Dataset excerpt

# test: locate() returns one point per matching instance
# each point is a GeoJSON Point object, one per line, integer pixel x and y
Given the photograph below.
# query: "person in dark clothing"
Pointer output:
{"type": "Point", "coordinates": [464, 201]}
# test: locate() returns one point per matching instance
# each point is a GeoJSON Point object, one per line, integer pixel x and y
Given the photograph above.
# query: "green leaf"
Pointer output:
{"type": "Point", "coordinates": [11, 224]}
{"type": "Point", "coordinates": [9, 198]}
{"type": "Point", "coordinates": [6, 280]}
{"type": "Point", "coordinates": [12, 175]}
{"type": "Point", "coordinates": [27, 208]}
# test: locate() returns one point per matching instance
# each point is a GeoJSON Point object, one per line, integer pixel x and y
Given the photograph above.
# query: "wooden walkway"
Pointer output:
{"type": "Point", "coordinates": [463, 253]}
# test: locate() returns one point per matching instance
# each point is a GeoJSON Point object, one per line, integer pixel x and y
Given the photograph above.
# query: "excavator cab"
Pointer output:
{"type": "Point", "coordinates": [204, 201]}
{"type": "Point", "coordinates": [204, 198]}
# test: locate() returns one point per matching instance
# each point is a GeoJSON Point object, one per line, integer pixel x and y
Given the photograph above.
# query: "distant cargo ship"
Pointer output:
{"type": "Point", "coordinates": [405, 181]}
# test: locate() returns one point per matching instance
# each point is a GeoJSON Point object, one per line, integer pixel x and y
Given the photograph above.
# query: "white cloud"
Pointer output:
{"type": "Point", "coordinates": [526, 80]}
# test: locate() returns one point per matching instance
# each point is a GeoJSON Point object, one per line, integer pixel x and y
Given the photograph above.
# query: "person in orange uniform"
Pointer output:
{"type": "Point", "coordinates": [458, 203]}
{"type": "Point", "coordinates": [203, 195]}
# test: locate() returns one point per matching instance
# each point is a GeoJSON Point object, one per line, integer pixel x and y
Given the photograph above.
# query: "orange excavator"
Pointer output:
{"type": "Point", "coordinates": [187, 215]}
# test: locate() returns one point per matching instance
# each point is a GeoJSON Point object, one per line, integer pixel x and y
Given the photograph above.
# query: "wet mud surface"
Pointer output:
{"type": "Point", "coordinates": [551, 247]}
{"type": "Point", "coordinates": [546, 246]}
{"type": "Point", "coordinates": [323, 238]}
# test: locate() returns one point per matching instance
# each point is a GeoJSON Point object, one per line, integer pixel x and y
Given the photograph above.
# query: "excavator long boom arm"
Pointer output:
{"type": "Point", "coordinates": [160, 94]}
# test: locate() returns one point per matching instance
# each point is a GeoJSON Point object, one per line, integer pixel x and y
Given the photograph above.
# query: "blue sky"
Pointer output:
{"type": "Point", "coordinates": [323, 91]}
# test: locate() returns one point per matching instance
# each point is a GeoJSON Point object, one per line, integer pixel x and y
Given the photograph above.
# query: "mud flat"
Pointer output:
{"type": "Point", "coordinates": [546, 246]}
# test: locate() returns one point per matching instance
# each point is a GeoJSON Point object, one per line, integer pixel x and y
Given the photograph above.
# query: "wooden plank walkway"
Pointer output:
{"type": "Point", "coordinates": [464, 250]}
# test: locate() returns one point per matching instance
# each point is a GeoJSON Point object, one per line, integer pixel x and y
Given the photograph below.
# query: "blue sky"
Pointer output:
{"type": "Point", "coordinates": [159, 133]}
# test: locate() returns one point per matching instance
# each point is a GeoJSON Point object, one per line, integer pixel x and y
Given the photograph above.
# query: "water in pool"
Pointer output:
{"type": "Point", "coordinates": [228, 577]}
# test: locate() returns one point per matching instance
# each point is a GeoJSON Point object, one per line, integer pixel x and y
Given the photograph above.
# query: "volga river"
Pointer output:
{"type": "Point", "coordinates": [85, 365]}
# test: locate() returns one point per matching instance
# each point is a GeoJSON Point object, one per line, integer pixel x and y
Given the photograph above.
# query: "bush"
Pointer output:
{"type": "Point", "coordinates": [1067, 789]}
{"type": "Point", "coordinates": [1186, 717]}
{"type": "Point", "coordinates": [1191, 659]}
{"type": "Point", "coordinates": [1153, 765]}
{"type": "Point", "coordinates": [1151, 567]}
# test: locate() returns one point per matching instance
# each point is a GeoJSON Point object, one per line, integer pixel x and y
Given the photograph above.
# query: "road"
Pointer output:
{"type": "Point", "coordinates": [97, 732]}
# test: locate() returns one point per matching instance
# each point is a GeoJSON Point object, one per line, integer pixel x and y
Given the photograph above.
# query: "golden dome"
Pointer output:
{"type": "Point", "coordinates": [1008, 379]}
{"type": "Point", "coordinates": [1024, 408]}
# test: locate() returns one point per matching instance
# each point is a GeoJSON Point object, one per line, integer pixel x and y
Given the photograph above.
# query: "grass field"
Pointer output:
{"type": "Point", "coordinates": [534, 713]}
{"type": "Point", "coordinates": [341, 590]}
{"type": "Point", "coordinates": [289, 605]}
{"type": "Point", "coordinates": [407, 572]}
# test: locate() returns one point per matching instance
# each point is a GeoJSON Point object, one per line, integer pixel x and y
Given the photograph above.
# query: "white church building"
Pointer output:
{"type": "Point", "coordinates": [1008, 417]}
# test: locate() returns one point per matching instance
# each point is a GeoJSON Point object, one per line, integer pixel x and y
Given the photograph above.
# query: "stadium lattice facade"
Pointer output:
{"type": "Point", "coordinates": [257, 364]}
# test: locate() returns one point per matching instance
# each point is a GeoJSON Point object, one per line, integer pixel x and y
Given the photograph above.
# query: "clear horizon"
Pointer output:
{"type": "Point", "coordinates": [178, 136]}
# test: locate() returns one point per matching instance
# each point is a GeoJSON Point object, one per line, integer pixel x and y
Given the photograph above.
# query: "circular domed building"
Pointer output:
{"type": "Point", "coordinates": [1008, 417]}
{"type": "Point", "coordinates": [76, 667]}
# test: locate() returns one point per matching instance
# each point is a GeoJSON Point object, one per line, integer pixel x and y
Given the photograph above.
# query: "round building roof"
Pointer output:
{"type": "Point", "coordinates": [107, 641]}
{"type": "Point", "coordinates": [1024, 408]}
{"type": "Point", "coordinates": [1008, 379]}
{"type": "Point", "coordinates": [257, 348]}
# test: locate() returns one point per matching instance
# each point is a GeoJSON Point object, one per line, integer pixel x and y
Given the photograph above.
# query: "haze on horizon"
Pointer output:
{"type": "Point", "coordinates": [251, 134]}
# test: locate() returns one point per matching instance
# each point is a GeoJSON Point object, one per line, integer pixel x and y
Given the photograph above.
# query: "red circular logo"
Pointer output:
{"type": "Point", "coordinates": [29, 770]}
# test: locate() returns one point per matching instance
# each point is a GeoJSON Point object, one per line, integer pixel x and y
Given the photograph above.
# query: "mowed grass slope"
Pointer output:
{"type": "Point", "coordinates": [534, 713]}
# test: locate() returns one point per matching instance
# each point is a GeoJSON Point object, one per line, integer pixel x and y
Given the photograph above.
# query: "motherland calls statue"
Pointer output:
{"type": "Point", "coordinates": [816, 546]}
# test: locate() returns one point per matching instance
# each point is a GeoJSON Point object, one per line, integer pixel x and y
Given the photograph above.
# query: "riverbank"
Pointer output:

* _BRIEF_:
The lines above should be duplicated exactly.

* _RESULT OF THIS EXERCISE_:
# test: locate() returns one point per matching instance
# each point is a GeoJSON Point object, one per line, integer pixel x and y
Given the photograph below.
# query: "person in dark clothing"
Pointer output:
{"type": "Point", "coordinates": [464, 201]}
# test: locate() returns one point per matching instance
# each point is a GeoJSON Point object, one per line, integer pixel x and y
Given the photograph above.
# query: "green leaf"
Pointer output:
{"type": "Point", "coordinates": [11, 224]}
{"type": "Point", "coordinates": [9, 198]}
{"type": "Point", "coordinates": [6, 280]}
{"type": "Point", "coordinates": [12, 175]}
{"type": "Point", "coordinates": [27, 208]}
# test: locate() returns one point per matching instance
# each point is a GeoJSON Point object, one per line, integer pixel x and y
Given the photograph above.
# query: "wooden walkway"
Pointer output:
{"type": "Point", "coordinates": [463, 253]}
# test: locate() returns one point per matching instance
# each point is a GeoJSON Point object, one per line, integer pixel x and y
Given the photograph above.
# query: "excavator cab"
Pointer output:
{"type": "Point", "coordinates": [204, 201]}
{"type": "Point", "coordinates": [204, 198]}
# test: locate() returns one point per matching instance
# each point is a GeoJSON Point object, one per line, integer pixel x and y
Given the photograph above.
# query: "distant cargo ship"
Pointer output:
{"type": "Point", "coordinates": [405, 181]}
# test: locate() returns one point per matching instance
# each point is a GeoJSON Point object, one per line, integer pixel x and y
Given the photograph above.
# query: "white cloud"
Pointer output:
{"type": "Point", "coordinates": [526, 80]}
# test: locate() returns one point per matching instance
# each point is a GeoJSON Point object, one per line, integer pixel x and y
Given the photograph above.
# query: "person in orange uniform"
Pointer output:
{"type": "Point", "coordinates": [458, 203]}
{"type": "Point", "coordinates": [203, 195]}
# test: locate() returns one point per matching instance
# each point is a GeoJSON Point object, one per line, integer pixel x and y
Given the photograph above.
# query: "orange excavator"
Pointer output:
{"type": "Point", "coordinates": [187, 215]}
# test: locate() returns one point per matching instance
# each point is a GeoJSON Point object, one per line, integer pixel x and y
Given the photograph above.
# query: "wet mud surface"
Pointer output:
{"type": "Point", "coordinates": [551, 247]}
{"type": "Point", "coordinates": [546, 246]}
{"type": "Point", "coordinates": [323, 238]}
# test: locate() returns one point per matching instance
# each point is a GeoJSON Point object, one per line, integer pixel x and y
Given the photograph above.
# query: "excavator long boom arm"
Pointer output:
{"type": "Point", "coordinates": [160, 94]}
# test: locate() returns one point per matching instance
# each point is a GeoJSON Point object, one per line, integer pixel x and y
Given the photograph above.
# query: "blue sky"
Pointer output:
{"type": "Point", "coordinates": [323, 91]}
# test: locate() returns one point per matching instance
# each point is a GeoJSON Point object, one per line, integer pixel x and y
Given the photograph above.
# query: "mud flat"
Pointer output:
{"type": "Point", "coordinates": [546, 246]}
# test: locate() returns one point per matching instance
# each point is a GeoJSON Point object, one per line, integer pixel x and y
Given the photograph above.
# query: "wooden plank walkway"
Pointer output:
{"type": "Point", "coordinates": [464, 250]}
# test: locate() returns one point per matching instance
# each point is a GeoJSON Point object, one per line, integer pixel x and y
Given the photograph below.
# query: "blue sky"
Pointer output:
{"type": "Point", "coordinates": [159, 133]}
# test: locate() returns one point per matching instance
# each point is a GeoJSON Point object, one per line, integer pixel x and y
Given the photograph above.
# query: "water in pool"
Pointer output:
{"type": "Point", "coordinates": [228, 577]}
# test: locate() returns one point per matching instance
# each point is a GeoJSON Point object, one per line, integer pixel x and y
Given the photograph above.
# query: "volga river"
Pointer output:
{"type": "Point", "coordinates": [85, 365]}
# test: locate() returns one point per matching instance
# each point is a GeoJSON Point object, one per line, integer pixel x and y
Given the photograph above.
# query: "bush"
Pointer output:
{"type": "Point", "coordinates": [1067, 789]}
{"type": "Point", "coordinates": [1186, 717]}
{"type": "Point", "coordinates": [1191, 659]}
{"type": "Point", "coordinates": [1153, 765]}
{"type": "Point", "coordinates": [1151, 567]}
# test: locate() returns one point per matching instance
# each point is a GeoJSON Point object, one per line, integer pixel x and y
Given the photograph above.
# query: "road"
Pointer output:
{"type": "Point", "coordinates": [97, 732]}
# test: locate() returns one point per matching instance
# each point is a GeoJSON Point object, one per line, integer pixel x and y
Given the photograph above.
# query: "golden dome"
Pointer output:
{"type": "Point", "coordinates": [1008, 379]}
{"type": "Point", "coordinates": [1024, 408]}
# test: locate() returns one point per matching instance
# each point is a GeoJSON Point object, one per line, integer pixel x and y
Given the photograph above.
# query: "grass field"
Pointer output:
{"type": "Point", "coordinates": [534, 713]}
{"type": "Point", "coordinates": [341, 590]}
{"type": "Point", "coordinates": [289, 605]}
{"type": "Point", "coordinates": [407, 572]}
# test: locate() returns one point per matching instance
# each point is a GeoJSON Point object, one per line, integer pixel x and y
Given the photograph above.
# query: "white church building"
Pointer output:
{"type": "Point", "coordinates": [1008, 417]}
# test: locate() returns one point per matching instance
# each point is a GeoJSON Point object, one per line, integer pixel x and y
Given the photograph above.
# query: "stadium lattice facade"
Pointer output:
{"type": "Point", "coordinates": [257, 364]}
# test: locate() returns one point per matching instance
# each point is a GeoJSON Point object, one per line, integer pixel x and y
Given the photograph above.
# query: "clear horizon"
Pointer output:
{"type": "Point", "coordinates": [178, 136]}
# test: locate() returns one point per matching instance
# each point is a GeoJSON Point object, one per line, integer pixel x and y
Given the photograph above.
# query: "circular domed building"
Pointer output:
{"type": "Point", "coordinates": [1008, 417]}
{"type": "Point", "coordinates": [76, 667]}
# test: locate() returns one point per matching instance
# each point is a GeoJSON Point object, one per line, integer pixel x and y
Given the photograph above.
# query: "round building roof"
Pointer output:
{"type": "Point", "coordinates": [107, 641]}
{"type": "Point", "coordinates": [1024, 408]}
{"type": "Point", "coordinates": [1008, 379]}
{"type": "Point", "coordinates": [257, 348]}
# test: locate() returns one point per matching instance
# each point is a GeoJSON Point object, one per line, integer pixel x and y
Given the photograph above.
# query: "haze on horizon"
Pointer output:
{"type": "Point", "coordinates": [251, 134]}
# test: locate() returns one point per matching instance
# each point is a GeoJSON Point object, one per line, integer pixel x and y
Given the photograph above.
# query: "red circular logo"
Pointer output:
{"type": "Point", "coordinates": [29, 770]}
# test: locate() returns one point per matching instance
# each point is a GeoJSON Point object, one per line, integer pixel x and y
Given the photograph above.
# query: "mowed grass slope"
Pointer output:
{"type": "Point", "coordinates": [534, 713]}
# test: locate() returns one point per matching instance
# each point is a GeoJSON Point object, one per line, integer pixel x and y
Given the photograph above.
# query: "motherland calls statue"
Pointer output:
{"type": "Point", "coordinates": [816, 546]}
# test: locate() returns one point per matching instance
# each point is a GeoJSON Point object, one per line, integer pixel x and y
Given the photograph above.
# query: "riverbank"
Pointer output:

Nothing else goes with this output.